Your goal: Each of the following records is to be printed verbatim.

Source material:

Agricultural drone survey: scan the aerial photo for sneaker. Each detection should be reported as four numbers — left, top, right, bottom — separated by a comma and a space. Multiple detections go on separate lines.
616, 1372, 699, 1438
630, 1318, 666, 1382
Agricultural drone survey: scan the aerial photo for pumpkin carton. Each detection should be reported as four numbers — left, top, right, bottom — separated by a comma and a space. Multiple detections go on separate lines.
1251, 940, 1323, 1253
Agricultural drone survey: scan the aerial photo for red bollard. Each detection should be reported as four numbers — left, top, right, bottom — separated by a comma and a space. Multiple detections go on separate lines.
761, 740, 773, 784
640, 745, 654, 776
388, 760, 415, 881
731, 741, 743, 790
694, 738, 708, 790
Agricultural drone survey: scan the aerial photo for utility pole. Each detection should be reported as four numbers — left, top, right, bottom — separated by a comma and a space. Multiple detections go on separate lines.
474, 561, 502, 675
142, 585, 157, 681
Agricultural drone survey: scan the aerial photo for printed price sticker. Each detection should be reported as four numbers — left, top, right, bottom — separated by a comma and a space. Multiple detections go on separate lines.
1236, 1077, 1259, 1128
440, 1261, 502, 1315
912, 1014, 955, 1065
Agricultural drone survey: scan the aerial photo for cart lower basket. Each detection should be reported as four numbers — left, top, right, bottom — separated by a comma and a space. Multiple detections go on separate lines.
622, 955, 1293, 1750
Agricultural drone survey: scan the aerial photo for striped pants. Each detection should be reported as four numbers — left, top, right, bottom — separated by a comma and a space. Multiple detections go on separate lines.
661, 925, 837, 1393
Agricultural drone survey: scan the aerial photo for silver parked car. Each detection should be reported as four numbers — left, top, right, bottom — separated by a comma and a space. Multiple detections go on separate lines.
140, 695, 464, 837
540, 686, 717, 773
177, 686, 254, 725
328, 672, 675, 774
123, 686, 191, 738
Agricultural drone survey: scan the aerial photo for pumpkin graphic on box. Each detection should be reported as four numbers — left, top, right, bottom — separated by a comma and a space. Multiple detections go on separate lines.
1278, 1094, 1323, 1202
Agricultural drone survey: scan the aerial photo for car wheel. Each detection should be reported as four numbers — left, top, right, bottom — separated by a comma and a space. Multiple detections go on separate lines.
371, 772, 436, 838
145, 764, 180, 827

Reply to the task:
Agricultural drone survey: scan the aerial photo for sneaker. Each detection should be reported as four numbers — left, top, right, bottom — separated by a comma and a space. Multiple detections go on separate lines.
616, 1372, 699, 1438
630, 1318, 666, 1382
Agricultural drone survey: scan the aerial photo for pumpkin carton. Each detection should be reported as four numbers — left, top, right, bottom — separated by a comma and a space. Multiple detections go on separate lines.
1251, 940, 1323, 1253
Agricultural drone survey: scan the aerial photo for red bollard. Each detection should be reported as four numbers — left, top, right, bottom — separated by a comma and a space. Multiple detections go on separate lines.
761, 740, 773, 784
640, 745, 654, 776
388, 760, 415, 881
731, 741, 743, 790
694, 738, 708, 790
Agricultural drone survey: scan the aerial photo for utility pole. Each detection should be reported as four numbers — left, top, right, bottom — separated by a comma and a space. Multiple detections go on separate lines.
474, 561, 502, 675
142, 585, 157, 681
Agricultural drone survey: scan the aerial photo for printed price sticker. Each detection should be reported as four numbers — left, top, right, bottom — separated by a comma and a space. Multiple detections go on separate lines.
1236, 1077, 1259, 1128
440, 1261, 502, 1315
912, 1014, 955, 1065
Agricultural drone survey: scan the aerial photo for cart lower basket. Each detection should be reported as four numbers — left, top, right, bottom — separated by a comma and a space. Multiple detections go on separate lines.
622, 955, 1293, 1750
Agricultural drone survey: scan the aerial photo for striped pants. Each detection should be reported as four numbers — left, top, right, bottom — separated by a comma and a space. Multiple detections go on separate lines.
661, 925, 837, 1393
Agricultural drone survey: scan the aerial photo for silver parked car. Each detection should be reported as four numbers — left, top, right, bottom — separated by a comma and a space. Multiple detections go on separate lines.
140, 695, 464, 837
540, 686, 717, 773
177, 686, 254, 725
328, 672, 675, 774
123, 686, 191, 738
Agricultural drone survey: scan the aerial photo for pumpkin graphic on box. Each detection should be reported as four numbers — left, top, right, bottom — separated by a comma and a space. Multiple detections go on separate lines.
1278, 1094, 1323, 1202
Agricultural drone survey: scan the aerial photo for car wheel. Each detection should be reported as four numbers — left, top, right, bottom — separated by a comma and a space. Multiple detections go on separate lines.
371, 772, 436, 838
145, 764, 180, 827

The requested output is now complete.